> [PROBLÈMES À RÉSOUDRE]:
(a) D'après le texte à examiner, répondez brièvement :
(i) De quel ouvrage, avec quel tome et quelles pages, la citation est-elle tirée ?
(ii) Quelles sont les deux exceptions à la maxime énoncée ?
(iii) Qu'est-ce que le pouvoir temporel doit établir en abdiquant sa suprématie didactique ?
(b) Relevez tous les verbes à l'infinitif du paragraphe du texte à examiner qui commence par « Les enfants ne sauraient ».
(c) Réécrivez sous forme de liste plus concise le paragraphe du texte à examiner qui commence par « Les enfants ne sauraient », en conservant ses idées principales.

> [TEXTE À EXAMINER]:
=======
Discours du 25 mai 1880
 Pour lui, au contraire
Les enfants ne sauraient être élevés contrairement aux convictions paternelles, ni même sans leur assistance. [...] Loin donc d'inviter les gouvernements actuels à organiser déjà l'éducation générale, il faut les exhorter à abandonner franchement les attributions oiseuses ou perturbatrices qu'ils conservent encore à ce sujet, surtout en France. J'ai ci-dessous indiqué la double exception que comporte cette maxime actuelle, pour l'instruction primaire et la haute instruction spéciale, qui doivent attirer de plus en plus une sage sollicitude publique, comme germes indispensables d'une vraie rénovation. A cela près, il importe beaucoup que le pouvoir temporel, central ou local, abdique son étrange suprématie didactique, en établissant la véritable liberté d'enseignement.
Système de politique positive, I, 181-2

Comment Comte concevait-t-il sa République « sociocratique » ?
=======
> [DONNÉES ENREGISTRÉES]:
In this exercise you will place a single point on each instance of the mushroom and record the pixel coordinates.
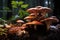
(49, 21)
(34, 23)
(29, 18)
(38, 6)
(33, 10)
(44, 10)
(20, 22)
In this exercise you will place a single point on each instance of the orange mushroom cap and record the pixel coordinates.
(32, 10)
(51, 19)
(20, 21)
(34, 23)
(29, 17)
(38, 6)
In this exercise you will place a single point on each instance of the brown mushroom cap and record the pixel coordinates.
(32, 10)
(29, 17)
(20, 21)
(50, 19)
(38, 6)
(33, 23)
(32, 14)
(45, 9)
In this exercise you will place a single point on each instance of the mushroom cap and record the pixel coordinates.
(34, 23)
(50, 19)
(32, 14)
(29, 17)
(20, 21)
(32, 10)
(45, 9)
(38, 6)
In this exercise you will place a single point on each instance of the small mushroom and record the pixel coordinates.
(29, 18)
(45, 10)
(33, 10)
(49, 21)
(38, 6)
(20, 22)
(34, 23)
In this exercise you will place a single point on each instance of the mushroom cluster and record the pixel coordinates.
(37, 17)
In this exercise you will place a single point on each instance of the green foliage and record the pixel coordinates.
(3, 31)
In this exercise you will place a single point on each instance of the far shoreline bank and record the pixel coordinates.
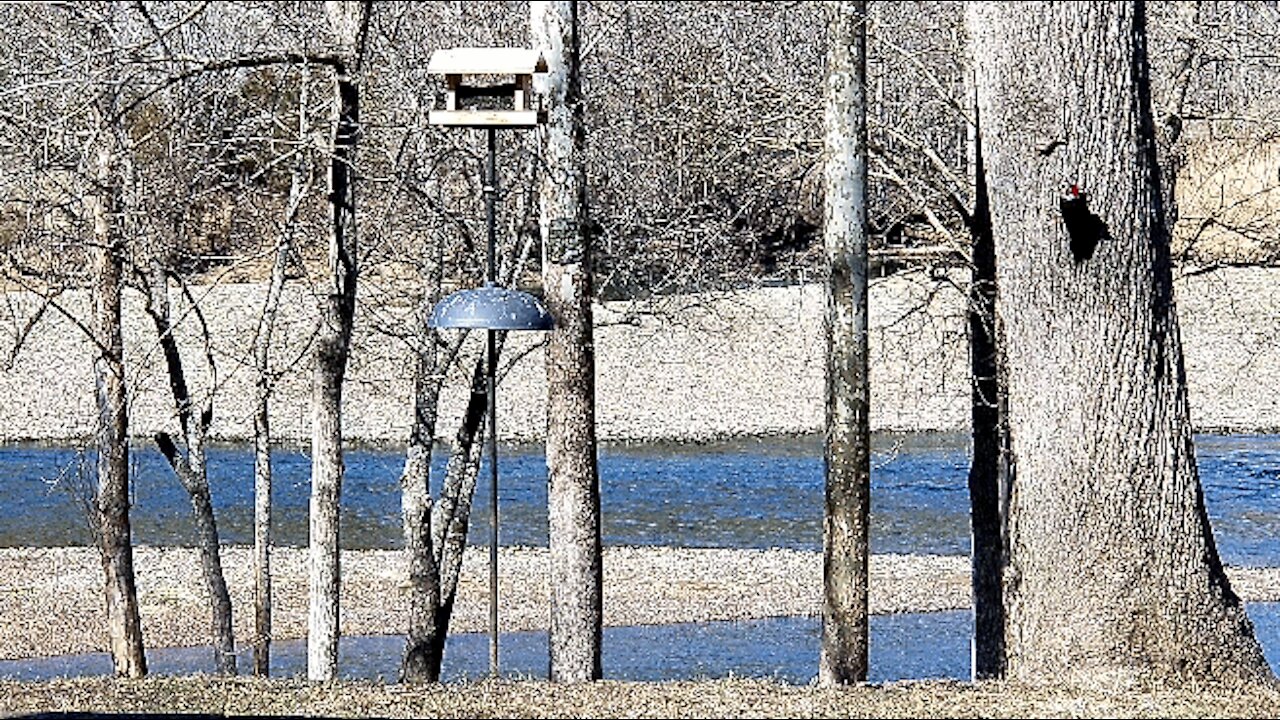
(707, 368)
(644, 586)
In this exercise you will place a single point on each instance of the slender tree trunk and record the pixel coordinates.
(574, 484)
(988, 470)
(424, 646)
(191, 469)
(112, 501)
(350, 22)
(263, 396)
(848, 445)
(1112, 574)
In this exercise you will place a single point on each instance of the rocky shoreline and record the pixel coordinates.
(643, 586)
(686, 368)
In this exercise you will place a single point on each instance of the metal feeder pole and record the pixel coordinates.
(490, 191)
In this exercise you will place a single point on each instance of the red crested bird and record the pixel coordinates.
(1083, 227)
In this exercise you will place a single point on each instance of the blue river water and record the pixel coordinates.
(743, 493)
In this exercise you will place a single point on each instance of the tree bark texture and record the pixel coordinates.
(263, 337)
(112, 501)
(348, 22)
(574, 486)
(844, 656)
(424, 645)
(1112, 573)
(988, 472)
(191, 469)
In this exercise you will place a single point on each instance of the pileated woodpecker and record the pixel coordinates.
(1083, 227)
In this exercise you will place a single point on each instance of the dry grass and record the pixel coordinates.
(708, 698)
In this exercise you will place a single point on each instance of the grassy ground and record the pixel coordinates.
(707, 698)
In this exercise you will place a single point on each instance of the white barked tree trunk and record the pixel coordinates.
(574, 486)
(1112, 573)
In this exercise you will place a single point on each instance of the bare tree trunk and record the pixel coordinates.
(574, 483)
(191, 469)
(114, 538)
(848, 447)
(350, 22)
(424, 646)
(1112, 572)
(990, 468)
(263, 397)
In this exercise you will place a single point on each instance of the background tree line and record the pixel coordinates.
(160, 146)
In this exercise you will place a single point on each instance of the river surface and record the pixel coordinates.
(743, 493)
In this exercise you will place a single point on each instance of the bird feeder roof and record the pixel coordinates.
(487, 60)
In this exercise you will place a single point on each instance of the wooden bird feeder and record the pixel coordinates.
(487, 87)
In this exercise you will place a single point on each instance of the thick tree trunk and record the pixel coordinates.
(988, 473)
(350, 22)
(574, 484)
(191, 472)
(848, 428)
(1112, 573)
(112, 501)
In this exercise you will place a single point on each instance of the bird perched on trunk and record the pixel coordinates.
(1084, 228)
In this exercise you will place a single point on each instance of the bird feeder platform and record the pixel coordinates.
(487, 87)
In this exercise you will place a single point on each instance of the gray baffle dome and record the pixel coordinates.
(492, 308)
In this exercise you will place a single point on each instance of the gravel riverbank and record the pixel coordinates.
(50, 598)
(734, 697)
(690, 368)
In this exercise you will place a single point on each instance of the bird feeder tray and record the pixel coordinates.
(487, 86)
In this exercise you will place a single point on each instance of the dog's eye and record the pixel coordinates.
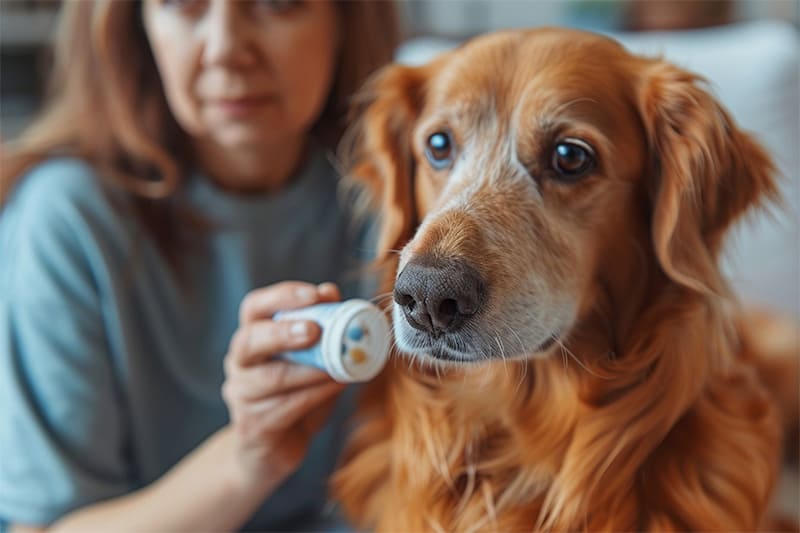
(572, 158)
(439, 150)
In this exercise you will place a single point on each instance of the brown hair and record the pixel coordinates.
(105, 103)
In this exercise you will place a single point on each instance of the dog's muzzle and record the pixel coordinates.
(438, 296)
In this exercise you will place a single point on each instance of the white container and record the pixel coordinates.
(355, 341)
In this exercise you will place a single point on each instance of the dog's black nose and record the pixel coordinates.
(437, 295)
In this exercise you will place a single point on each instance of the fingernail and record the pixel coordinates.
(299, 329)
(305, 293)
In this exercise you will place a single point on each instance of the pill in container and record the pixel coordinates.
(355, 339)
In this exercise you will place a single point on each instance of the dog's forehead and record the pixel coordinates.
(551, 66)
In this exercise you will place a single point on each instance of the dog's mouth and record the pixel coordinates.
(466, 347)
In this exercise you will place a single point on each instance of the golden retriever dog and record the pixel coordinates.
(554, 208)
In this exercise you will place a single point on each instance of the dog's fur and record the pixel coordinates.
(639, 413)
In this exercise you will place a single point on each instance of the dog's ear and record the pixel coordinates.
(707, 173)
(377, 149)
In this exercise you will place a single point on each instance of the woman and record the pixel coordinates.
(180, 165)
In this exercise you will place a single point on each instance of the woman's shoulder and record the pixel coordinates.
(59, 212)
(58, 181)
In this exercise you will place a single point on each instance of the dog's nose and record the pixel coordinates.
(437, 296)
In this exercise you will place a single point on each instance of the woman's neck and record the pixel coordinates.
(251, 168)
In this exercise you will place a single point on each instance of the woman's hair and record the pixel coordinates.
(105, 103)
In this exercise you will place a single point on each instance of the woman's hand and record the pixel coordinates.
(275, 406)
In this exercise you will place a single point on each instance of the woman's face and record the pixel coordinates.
(244, 72)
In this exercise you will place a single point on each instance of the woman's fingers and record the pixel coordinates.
(278, 413)
(265, 302)
(255, 342)
(274, 377)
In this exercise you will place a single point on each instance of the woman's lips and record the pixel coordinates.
(243, 105)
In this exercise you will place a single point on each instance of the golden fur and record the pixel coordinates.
(641, 415)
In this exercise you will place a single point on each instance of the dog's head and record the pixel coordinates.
(527, 172)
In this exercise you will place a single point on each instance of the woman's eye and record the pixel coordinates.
(439, 150)
(187, 6)
(280, 6)
(572, 159)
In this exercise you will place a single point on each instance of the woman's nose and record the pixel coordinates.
(228, 35)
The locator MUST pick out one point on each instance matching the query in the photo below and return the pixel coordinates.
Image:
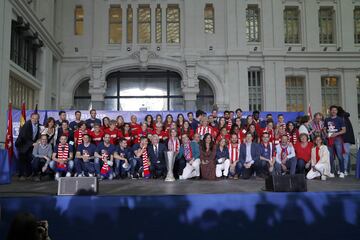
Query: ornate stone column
(190, 85)
(97, 83)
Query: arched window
(82, 98)
(153, 90)
(205, 98)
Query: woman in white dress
(320, 160)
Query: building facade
(268, 55)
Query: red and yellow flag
(23, 115)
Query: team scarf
(188, 151)
(229, 124)
(146, 165)
(234, 152)
(173, 146)
(105, 169)
(268, 146)
(284, 152)
(317, 151)
(80, 135)
(63, 154)
(201, 130)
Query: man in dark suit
(249, 157)
(156, 152)
(28, 135)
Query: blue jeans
(81, 166)
(346, 156)
(336, 149)
(290, 164)
(70, 166)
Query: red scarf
(317, 150)
(146, 164)
(234, 152)
(63, 154)
(188, 152)
(173, 145)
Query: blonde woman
(320, 160)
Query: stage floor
(183, 187)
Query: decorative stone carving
(143, 56)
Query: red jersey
(114, 135)
(78, 134)
(96, 137)
(303, 153)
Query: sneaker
(57, 176)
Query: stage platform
(154, 209)
(183, 187)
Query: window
(129, 21)
(357, 25)
(115, 24)
(330, 92)
(173, 24)
(24, 47)
(19, 93)
(154, 90)
(205, 98)
(255, 90)
(82, 98)
(327, 25)
(79, 20)
(295, 96)
(358, 91)
(292, 24)
(144, 24)
(252, 23)
(209, 18)
(158, 23)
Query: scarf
(317, 150)
(63, 153)
(105, 169)
(284, 152)
(146, 164)
(173, 146)
(234, 152)
(188, 152)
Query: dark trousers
(158, 170)
(248, 172)
(37, 164)
(25, 168)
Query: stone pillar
(190, 85)
(5, 35)
(97, 84)
(313, 85)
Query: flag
(9, 135)
(309, 111)
(45, 118)
(23, 115)
(35, 111)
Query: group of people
(205, 146)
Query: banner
(85, 114)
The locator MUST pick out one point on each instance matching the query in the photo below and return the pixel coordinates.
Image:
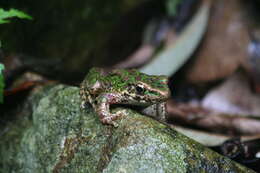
=======
> [LISTE DES RÉPONSES]:
(a)
(i) Du Système de politique positive, tome I, pages 181-2.
(ii) L'instruction primaire et la haute instruction spéciale.
(iii) La véritable liberté d'enseignement.

(b) être, inviter, organiser, exhorter, abandonner, attirer

(c)
- Les enfants ne peuvent être élevés ni contre les convictions paternelles, ni sans le concours des pères.
- Au lieu d'inviter les gouvernements actuels à organiser l'éducation générale, il faut les pousser à renoncer aux attributions inutiles ou perturbatrices qu'ils gardent dans ce domaine, surtout en France.
- Deux exceptions : l'instruction primaire et la haute instruction spéciale, qui doivent recevoir une attention publique croissante comme germes d'une vraie rénovation.
- Hors de ces cas, le pouvoir temporel, central ou local, doit abandonner sa suprématie didactique et établir la véritable liberté d'enseignement.